Directions:
Reproduce the listing below in full, keeping every line unchanged and in the same order.

Start of Entries shown

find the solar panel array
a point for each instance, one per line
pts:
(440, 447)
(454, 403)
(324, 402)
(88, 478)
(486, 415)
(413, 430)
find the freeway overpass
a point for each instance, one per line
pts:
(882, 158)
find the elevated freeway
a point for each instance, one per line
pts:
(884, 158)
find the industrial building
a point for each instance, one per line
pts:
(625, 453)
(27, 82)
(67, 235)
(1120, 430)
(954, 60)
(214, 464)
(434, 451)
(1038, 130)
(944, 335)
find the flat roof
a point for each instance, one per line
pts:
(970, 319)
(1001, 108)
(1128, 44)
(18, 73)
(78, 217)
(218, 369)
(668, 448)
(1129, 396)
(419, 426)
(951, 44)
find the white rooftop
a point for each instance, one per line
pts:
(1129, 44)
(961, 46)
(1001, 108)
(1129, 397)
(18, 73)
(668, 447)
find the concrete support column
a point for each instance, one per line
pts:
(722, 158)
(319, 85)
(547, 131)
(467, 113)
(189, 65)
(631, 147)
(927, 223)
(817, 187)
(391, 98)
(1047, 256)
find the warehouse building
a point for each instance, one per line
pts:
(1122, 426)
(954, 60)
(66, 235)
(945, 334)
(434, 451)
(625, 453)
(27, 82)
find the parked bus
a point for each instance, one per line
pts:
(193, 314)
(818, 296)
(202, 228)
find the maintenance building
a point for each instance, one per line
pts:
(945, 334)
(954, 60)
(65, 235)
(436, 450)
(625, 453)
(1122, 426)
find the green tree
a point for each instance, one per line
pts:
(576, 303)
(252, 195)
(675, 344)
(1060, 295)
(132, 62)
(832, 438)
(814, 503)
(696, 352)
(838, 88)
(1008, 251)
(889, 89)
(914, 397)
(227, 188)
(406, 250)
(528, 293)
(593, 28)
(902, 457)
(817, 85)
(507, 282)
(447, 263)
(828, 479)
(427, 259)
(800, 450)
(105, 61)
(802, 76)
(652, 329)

End of Entries shown

Correct answer:
find the solar panel array
a point for each instance, one per line
pts:
(440, 447)
(454, 403)
(324, 402)
(88, 478)
(486, 415)
(413, 430)
find the freeway overpass
a point for each instance, one per line
pts:
(882, 158)
find the elevated freeway
a point for each instance, one per line
pts:
(884, 158)
find the industrial building
a point for each instance, one per line
pts:
(625, 453)
(27, 82)
(67, 235)
(1120, 430)
(954, 60)
(214, 464)
(434, 451)
(1038, 130)
(944, 335)
find the flat roof
a point for each instance, one per line
pts:
(970, 319)
(1001, 108)
(1128, 44)
(18, 73)
(78, 217)
(218, 369)
(668, 448)
(1129, 396)
(419, 426)
(951, 44)
find the white rooftop
a point for each instance, one per line
pts:
(1129, 44)
(961, 46)
(1001, 108)
(1129, 397)
(18, 73)
(668, 447)
find the concrete support column
a point for each instance, one per line
pts:
(722, 158)
(319, 85)
(547, 131)
(467, 113)
(189, 65)
(631, 147)
(927, 223)
(817, 187)
(391, 98)
(1047, 256)
find the warehouse building
a point for each instance, one per line
pts:
(1122, 426)
(954, 60)
(66, 235)
(945, 334)
(434, 451)
(625, 453)
(27, 82)
find the parked bus
a point for each instance, one per line
pts:
(193, 314)
(818, 296)
(202, 228)
find the maintenance building
a point for each instance, one per line
pts:
(945, 334)
(954, 60)
(65, 235)
(436, 450)
(625, 453)
(1122, 426)
find the green tree
a point for each instance, one per line
pts:
(576, 303)
(252, 195)
(675, 344)
(1060, 295)
(132, 62)
(832, 438)
(814, 503)
(696, 352)
(838, 88)
(1008, 251)
(889, 89)
(914, 397)
(227, 188)
(406, 250)
(528, 293)
(593, 28)
(902, 457)
(817, 85)
(507, 282)
(447, 263)
(828, 479)
(427, 259)
(800, 450)
(105, 61)
(802, 76)
(652, 329)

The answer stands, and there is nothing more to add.